# Problem A
Retype the stretch from "For the last" through "to decipher it." in the article on the Ein Gedi scroll, keeping every word and punctuation mark unchanged.
# Problem B
Show each line of the rows that contains the string "image", and reproduce every such line in full.

Top of Selected extract

Texts within ancient Dead Sea Scrolls finally revealed after 45 years of study

Source: Travelujah.com

    

For the last 45 years a highly fragile mystery resembling a small piece of charcoal or two-day old dog poop has been ensconced in the bowels of the Israel Antiquities Authority here. Carbon 14 dated to c. 600 CE, the 7 cm long charred cylindrical shaped parchment was locked away in the IAA's offices in the sprawling campus of the Israel Museum. Protected by guards and doors with numeric locks, the tiny manuscript lay unread and illegible, defying scientists to discover a way to decipher it.

Excavating the 1,400-year-old Ein Gedi synagogue, archaeologist Dr. Dan Barag found the scroll and dozens more even smaller fragments among the ruins of the Jewish village's Torah ark. It was the first time texts had ever been found in the remains of a Torah ark. But the content of those texts remain tantalizingly out of reach.

Bottom of Selected extract
Top of Input records

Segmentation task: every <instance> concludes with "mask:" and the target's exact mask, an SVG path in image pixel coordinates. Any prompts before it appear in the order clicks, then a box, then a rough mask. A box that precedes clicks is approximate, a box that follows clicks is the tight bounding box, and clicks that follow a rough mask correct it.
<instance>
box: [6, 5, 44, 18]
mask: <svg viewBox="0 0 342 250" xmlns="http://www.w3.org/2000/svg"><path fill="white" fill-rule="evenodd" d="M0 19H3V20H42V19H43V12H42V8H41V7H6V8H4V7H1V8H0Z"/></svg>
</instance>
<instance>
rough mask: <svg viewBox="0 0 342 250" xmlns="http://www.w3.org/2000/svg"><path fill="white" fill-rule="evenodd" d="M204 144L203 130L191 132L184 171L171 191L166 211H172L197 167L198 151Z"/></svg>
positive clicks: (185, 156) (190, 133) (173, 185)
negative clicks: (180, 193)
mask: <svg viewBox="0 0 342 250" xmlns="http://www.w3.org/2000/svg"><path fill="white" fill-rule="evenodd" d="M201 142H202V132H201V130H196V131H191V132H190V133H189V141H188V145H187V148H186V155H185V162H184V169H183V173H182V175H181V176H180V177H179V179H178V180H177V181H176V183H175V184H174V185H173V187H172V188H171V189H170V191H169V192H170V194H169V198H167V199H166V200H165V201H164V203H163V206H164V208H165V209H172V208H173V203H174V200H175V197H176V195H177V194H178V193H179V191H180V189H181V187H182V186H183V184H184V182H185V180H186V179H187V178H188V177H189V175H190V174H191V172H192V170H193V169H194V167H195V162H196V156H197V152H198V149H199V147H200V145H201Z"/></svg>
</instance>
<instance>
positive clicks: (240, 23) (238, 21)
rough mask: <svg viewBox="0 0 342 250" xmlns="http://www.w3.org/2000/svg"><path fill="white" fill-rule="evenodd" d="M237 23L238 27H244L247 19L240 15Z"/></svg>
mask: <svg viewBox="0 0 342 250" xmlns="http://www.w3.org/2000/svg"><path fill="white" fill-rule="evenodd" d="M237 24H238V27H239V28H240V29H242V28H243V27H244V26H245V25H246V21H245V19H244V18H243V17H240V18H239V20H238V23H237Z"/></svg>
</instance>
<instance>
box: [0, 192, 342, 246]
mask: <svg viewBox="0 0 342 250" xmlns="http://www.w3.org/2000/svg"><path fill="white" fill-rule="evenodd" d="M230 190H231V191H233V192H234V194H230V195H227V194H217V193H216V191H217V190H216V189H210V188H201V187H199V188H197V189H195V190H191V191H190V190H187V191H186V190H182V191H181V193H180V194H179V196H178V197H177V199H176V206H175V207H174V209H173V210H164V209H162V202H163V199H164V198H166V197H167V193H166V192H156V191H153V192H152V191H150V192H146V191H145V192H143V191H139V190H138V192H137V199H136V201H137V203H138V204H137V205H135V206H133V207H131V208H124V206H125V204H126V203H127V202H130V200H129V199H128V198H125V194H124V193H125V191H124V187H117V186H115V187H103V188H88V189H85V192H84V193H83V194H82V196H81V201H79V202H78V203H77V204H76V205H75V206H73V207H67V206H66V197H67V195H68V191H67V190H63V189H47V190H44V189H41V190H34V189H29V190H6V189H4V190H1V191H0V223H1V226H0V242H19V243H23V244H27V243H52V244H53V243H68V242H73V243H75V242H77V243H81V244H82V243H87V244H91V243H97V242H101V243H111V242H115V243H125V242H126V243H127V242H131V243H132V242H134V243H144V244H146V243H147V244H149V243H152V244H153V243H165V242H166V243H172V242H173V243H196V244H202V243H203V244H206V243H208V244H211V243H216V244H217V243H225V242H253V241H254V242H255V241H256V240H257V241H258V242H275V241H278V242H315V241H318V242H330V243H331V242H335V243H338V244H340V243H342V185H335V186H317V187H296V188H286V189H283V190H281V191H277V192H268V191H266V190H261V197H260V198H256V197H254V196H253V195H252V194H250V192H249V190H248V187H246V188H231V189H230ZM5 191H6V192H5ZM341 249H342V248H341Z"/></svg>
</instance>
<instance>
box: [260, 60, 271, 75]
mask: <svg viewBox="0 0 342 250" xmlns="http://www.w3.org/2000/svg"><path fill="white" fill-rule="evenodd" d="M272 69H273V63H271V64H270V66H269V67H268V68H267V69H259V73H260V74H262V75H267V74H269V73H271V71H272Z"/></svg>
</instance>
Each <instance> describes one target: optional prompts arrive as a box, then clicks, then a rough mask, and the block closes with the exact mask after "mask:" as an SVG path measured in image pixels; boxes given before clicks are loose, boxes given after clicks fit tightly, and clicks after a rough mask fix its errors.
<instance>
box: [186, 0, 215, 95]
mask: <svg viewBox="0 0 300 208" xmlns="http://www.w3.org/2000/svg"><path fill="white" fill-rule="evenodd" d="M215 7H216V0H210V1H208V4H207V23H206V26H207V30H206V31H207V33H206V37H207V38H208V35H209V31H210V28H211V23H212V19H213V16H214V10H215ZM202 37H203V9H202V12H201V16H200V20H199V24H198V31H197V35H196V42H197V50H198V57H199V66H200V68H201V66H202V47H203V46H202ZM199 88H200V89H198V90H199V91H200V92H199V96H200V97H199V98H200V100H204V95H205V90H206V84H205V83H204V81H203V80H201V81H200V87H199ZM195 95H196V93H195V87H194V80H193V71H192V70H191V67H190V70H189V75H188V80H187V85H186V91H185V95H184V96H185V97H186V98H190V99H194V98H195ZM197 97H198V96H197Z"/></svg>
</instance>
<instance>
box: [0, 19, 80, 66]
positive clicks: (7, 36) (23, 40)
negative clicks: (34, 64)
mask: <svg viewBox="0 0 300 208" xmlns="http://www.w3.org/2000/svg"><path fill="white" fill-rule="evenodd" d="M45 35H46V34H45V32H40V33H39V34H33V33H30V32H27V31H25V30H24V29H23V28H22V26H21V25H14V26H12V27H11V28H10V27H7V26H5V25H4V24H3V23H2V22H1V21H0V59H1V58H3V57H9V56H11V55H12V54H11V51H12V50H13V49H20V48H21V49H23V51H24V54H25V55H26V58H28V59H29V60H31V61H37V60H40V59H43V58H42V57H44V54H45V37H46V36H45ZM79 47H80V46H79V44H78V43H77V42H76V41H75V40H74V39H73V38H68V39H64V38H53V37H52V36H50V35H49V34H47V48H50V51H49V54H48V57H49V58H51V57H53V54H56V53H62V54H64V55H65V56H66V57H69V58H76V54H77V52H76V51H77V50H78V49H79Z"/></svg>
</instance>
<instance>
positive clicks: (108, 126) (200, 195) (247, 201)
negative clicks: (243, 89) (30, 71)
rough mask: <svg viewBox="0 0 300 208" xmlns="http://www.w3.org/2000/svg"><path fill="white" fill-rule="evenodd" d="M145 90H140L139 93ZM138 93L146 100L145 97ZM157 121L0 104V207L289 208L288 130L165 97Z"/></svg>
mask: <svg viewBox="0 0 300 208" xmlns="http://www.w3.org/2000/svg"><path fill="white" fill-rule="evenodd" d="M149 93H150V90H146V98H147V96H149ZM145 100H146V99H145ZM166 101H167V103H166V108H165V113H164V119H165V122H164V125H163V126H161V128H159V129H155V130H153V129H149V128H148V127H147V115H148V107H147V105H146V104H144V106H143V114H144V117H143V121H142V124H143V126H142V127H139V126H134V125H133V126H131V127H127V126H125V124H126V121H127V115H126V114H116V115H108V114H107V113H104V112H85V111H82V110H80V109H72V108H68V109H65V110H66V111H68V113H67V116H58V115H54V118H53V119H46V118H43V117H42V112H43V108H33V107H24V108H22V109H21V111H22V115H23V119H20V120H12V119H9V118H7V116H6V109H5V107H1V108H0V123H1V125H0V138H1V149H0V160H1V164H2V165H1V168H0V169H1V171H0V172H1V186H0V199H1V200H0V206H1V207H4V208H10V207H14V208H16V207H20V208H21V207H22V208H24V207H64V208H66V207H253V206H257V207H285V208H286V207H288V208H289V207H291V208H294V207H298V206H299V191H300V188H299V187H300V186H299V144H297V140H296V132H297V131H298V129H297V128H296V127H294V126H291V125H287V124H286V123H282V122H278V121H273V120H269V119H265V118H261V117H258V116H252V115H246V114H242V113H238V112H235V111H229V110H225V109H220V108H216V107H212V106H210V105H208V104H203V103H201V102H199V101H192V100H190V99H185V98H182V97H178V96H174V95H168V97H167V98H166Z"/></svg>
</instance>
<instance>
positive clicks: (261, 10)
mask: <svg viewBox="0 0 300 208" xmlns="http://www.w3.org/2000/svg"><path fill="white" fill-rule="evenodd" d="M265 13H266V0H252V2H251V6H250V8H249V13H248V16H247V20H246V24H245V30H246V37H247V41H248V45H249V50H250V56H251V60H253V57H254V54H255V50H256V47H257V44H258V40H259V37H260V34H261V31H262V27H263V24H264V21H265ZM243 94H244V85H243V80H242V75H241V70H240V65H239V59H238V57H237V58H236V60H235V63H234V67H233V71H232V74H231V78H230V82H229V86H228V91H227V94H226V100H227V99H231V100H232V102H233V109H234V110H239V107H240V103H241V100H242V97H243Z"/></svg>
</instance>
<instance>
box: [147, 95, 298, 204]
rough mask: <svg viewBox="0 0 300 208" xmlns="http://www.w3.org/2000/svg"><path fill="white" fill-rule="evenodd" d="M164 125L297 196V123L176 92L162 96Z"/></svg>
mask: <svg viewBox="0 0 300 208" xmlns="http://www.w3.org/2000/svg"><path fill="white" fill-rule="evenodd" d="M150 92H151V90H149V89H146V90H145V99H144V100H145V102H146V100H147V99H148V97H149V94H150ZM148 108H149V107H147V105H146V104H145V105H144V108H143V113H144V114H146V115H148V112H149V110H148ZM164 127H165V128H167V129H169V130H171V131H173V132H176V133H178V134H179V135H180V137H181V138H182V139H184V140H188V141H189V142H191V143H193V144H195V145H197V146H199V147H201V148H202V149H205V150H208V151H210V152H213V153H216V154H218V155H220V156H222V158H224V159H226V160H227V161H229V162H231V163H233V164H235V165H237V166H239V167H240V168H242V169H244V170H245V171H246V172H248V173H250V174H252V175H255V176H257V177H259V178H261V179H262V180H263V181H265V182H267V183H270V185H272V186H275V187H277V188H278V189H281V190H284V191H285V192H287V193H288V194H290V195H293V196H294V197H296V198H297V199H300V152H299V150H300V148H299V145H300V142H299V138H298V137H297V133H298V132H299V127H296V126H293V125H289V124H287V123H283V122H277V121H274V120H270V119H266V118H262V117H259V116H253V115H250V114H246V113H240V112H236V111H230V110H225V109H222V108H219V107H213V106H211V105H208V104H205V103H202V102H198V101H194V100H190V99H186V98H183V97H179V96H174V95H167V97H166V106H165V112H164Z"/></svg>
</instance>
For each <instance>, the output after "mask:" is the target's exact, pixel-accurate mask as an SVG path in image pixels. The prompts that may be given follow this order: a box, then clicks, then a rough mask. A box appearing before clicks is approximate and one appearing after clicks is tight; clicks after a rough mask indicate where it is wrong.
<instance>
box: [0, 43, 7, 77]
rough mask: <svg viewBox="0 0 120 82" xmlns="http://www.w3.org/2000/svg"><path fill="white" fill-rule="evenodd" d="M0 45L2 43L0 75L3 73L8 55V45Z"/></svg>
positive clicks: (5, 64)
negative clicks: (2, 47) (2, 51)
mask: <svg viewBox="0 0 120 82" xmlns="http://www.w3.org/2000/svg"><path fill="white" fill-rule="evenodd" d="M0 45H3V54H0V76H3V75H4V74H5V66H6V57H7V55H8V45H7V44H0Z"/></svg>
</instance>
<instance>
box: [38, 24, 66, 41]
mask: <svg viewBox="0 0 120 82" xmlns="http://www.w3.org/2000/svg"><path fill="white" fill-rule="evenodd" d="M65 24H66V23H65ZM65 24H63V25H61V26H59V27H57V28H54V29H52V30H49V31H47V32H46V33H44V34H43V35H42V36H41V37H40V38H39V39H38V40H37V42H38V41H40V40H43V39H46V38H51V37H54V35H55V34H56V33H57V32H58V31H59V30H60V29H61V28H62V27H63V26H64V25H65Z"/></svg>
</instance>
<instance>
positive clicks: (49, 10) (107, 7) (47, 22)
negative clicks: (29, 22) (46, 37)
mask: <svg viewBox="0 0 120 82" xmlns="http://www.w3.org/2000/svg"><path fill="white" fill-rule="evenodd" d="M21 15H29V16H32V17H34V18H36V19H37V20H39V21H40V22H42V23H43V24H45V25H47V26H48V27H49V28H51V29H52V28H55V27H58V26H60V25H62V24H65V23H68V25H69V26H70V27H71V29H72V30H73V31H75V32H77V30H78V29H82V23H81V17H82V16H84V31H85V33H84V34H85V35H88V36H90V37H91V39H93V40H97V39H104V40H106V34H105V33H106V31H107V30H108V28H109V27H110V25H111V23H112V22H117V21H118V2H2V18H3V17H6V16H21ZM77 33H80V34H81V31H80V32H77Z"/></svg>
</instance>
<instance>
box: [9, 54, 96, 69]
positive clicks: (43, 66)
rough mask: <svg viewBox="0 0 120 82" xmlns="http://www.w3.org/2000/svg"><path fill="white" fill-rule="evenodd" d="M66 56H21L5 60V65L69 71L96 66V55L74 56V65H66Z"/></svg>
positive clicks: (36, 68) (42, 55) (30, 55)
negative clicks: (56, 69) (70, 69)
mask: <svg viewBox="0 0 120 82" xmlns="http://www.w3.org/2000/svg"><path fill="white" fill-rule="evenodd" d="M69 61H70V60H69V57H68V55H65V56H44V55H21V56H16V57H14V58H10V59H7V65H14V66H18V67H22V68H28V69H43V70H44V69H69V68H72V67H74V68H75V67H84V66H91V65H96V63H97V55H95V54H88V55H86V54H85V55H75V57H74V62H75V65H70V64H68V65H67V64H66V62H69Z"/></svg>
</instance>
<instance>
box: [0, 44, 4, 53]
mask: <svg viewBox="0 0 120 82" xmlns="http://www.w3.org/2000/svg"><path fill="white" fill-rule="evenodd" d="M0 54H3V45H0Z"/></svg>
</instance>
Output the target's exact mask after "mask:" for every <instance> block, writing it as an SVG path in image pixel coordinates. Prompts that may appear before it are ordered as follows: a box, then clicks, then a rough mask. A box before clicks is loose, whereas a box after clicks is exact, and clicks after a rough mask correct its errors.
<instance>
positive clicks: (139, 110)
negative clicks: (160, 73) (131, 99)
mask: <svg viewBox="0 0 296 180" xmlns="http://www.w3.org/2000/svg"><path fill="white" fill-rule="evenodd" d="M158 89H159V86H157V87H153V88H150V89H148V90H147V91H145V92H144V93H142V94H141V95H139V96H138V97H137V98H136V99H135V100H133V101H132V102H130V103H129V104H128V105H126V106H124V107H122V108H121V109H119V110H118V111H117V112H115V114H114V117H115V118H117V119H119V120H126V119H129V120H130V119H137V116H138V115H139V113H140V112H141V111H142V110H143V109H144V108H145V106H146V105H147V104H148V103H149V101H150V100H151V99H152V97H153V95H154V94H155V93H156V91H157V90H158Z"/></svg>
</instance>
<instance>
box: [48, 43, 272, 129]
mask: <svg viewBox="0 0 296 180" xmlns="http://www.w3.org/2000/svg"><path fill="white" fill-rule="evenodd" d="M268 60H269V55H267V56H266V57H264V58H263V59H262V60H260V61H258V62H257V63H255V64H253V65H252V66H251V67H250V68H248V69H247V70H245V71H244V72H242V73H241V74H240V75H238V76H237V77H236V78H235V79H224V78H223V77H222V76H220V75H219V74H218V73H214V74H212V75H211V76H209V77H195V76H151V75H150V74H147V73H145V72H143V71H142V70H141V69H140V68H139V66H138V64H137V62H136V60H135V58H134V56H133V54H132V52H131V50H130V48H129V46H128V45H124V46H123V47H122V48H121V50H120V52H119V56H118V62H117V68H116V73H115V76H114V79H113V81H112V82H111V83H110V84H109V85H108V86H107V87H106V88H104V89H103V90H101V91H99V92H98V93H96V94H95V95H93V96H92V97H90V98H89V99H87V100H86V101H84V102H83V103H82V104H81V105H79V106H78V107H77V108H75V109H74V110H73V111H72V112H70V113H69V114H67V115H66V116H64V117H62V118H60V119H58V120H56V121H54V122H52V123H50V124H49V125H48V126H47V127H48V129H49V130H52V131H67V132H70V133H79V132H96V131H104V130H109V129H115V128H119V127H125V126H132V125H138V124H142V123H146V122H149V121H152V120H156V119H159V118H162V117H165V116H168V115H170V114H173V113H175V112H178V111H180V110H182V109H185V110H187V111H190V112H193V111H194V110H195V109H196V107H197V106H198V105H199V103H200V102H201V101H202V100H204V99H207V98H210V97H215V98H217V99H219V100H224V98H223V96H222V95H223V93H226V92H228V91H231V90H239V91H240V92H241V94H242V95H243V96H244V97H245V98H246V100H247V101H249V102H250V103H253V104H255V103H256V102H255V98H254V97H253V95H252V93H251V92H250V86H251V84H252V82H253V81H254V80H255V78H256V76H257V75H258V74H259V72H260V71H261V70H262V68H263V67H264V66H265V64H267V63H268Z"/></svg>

Bottom of Input records

# Response area A
For the last 45 years a highly fragile mystery resembling a small piece of charcoal or two-day old dog poop has been ensconced in the bowels of the Israel Antiquities Authority here. Carbon 14 dated to c. 600 CE, the 7 cm long charred cylindrical shaped parchment was locked away in the IAA's offices in the sprawling campus of the Israel Museum. Protected by guards and doors with numeric locks, the tiny manuscript lay unread and illegible, defying scientists to discover a way to decipher it.

# Response area B
Segmentation task: every <instance> concludes with "mask:" and the target's exact mask, an SVG path in image pixel coordinates. Any prompts before it appear in the order clicks, then a box, then a rough mask. A box that precedes clicks is approximate, a box that follows clicks is the tight bounding box, and clicks that follow a rough mask correct it.
Each <instance> describes one target: optional prompts arrive as a box, then clicks, then a rough mask, and the block closes with the exact mask after "mask:" as an SVG path measured in image pixels; boxes given before clicks are loose, boxes given after clicks fit tightly, and clicks after a rough mask fix its errors.
For each <instance>, the output after "mask:" is the target's exact, pixel-accurate mask as an SVG path in image pixels. The prompts that may be given follow this order: a box, then clicks, then a rough mask. A box appearing before clicks is approximate and one appearing after clicks is tight; clicks after a rough mask indicate where it is wrong.
Output the target's exact mask after "mask:" for every <instance> block, writing it as an SVG path in image pixel coordinates. Prompts that may appear before it are ordered as follows: a box, then clicks, then a rough mask. A box before clicks is loose, whereas a box after clicks is exact, and clicks after a rough mask correct its errors.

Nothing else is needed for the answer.